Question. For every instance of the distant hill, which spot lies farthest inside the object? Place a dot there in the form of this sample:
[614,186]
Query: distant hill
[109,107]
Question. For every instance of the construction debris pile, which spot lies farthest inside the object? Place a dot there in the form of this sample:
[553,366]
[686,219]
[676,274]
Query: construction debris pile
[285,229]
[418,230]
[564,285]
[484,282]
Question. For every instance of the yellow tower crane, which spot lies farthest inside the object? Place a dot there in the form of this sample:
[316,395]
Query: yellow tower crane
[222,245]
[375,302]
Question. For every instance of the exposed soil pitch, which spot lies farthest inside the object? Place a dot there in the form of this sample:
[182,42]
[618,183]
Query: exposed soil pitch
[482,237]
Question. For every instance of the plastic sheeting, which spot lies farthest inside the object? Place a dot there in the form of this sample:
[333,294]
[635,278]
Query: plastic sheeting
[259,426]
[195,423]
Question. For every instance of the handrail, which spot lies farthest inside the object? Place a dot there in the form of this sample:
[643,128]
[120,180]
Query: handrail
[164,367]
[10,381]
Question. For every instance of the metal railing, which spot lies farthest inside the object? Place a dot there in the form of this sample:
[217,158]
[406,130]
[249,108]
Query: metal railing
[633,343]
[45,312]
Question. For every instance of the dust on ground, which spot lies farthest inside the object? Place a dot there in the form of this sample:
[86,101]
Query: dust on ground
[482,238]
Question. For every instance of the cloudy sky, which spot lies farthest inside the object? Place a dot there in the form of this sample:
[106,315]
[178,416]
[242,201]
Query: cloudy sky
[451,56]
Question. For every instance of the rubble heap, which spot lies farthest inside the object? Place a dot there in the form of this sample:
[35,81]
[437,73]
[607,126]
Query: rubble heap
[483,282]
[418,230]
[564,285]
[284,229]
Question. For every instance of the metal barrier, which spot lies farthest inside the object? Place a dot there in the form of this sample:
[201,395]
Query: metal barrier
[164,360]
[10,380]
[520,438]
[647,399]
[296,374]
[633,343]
□ □ □ □
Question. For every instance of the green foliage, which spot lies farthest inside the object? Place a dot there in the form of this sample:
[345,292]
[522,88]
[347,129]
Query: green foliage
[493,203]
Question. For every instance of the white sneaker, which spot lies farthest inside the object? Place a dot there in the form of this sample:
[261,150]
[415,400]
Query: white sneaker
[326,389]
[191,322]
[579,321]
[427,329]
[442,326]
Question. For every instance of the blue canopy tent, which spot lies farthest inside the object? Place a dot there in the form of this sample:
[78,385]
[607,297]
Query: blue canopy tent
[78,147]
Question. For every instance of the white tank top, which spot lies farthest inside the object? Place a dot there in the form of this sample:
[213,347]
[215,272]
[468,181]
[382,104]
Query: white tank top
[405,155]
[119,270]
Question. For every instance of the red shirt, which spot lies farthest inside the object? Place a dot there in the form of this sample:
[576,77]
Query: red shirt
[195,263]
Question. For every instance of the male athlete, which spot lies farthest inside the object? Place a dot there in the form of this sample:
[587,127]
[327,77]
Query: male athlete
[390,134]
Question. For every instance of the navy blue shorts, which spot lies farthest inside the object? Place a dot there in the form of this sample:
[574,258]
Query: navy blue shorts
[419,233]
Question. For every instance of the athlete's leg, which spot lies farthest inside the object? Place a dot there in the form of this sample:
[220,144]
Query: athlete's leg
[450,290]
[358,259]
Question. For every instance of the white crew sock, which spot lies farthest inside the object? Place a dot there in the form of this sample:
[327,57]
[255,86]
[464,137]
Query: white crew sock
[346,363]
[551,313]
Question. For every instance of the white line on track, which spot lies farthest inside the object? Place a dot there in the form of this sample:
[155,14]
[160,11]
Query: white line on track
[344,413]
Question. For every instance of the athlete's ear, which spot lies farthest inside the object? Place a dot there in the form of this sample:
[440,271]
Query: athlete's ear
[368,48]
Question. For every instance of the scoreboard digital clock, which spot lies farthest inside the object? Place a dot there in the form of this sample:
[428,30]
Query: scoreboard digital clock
□ □ □ □
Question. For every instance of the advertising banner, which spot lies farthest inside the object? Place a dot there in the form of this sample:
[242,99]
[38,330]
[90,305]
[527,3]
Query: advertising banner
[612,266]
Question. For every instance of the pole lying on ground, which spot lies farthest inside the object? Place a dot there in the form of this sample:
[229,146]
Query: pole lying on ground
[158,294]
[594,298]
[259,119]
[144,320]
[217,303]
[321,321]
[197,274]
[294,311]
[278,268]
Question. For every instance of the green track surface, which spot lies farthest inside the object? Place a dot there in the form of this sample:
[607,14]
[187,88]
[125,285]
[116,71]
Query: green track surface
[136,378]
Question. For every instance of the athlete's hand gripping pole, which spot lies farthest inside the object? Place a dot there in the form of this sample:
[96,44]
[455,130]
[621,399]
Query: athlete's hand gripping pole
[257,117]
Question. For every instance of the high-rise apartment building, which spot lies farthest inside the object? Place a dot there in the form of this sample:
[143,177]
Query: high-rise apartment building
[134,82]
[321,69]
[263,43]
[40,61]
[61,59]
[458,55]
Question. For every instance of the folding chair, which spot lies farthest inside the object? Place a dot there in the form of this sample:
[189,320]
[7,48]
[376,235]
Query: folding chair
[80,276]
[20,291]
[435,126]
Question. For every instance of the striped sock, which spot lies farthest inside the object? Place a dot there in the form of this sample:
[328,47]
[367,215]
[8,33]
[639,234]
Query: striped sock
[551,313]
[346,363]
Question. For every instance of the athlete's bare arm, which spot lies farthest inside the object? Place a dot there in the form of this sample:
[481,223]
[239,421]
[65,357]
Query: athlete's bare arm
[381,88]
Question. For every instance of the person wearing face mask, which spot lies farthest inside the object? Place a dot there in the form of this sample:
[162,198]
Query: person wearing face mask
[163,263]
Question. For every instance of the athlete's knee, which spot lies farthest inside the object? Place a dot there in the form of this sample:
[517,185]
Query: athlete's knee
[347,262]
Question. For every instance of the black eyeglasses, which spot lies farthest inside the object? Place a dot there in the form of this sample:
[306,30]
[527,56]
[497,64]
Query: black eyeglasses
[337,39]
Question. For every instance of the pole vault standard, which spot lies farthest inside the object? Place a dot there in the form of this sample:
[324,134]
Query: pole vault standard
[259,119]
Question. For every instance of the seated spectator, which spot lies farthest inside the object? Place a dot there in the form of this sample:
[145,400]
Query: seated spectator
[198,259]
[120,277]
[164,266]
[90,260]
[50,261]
□ □ □ □
Goal of the exercise -> Check every line of the listing for the string "clock" and report how many lines have it, as a number alone.

Solution below -> 2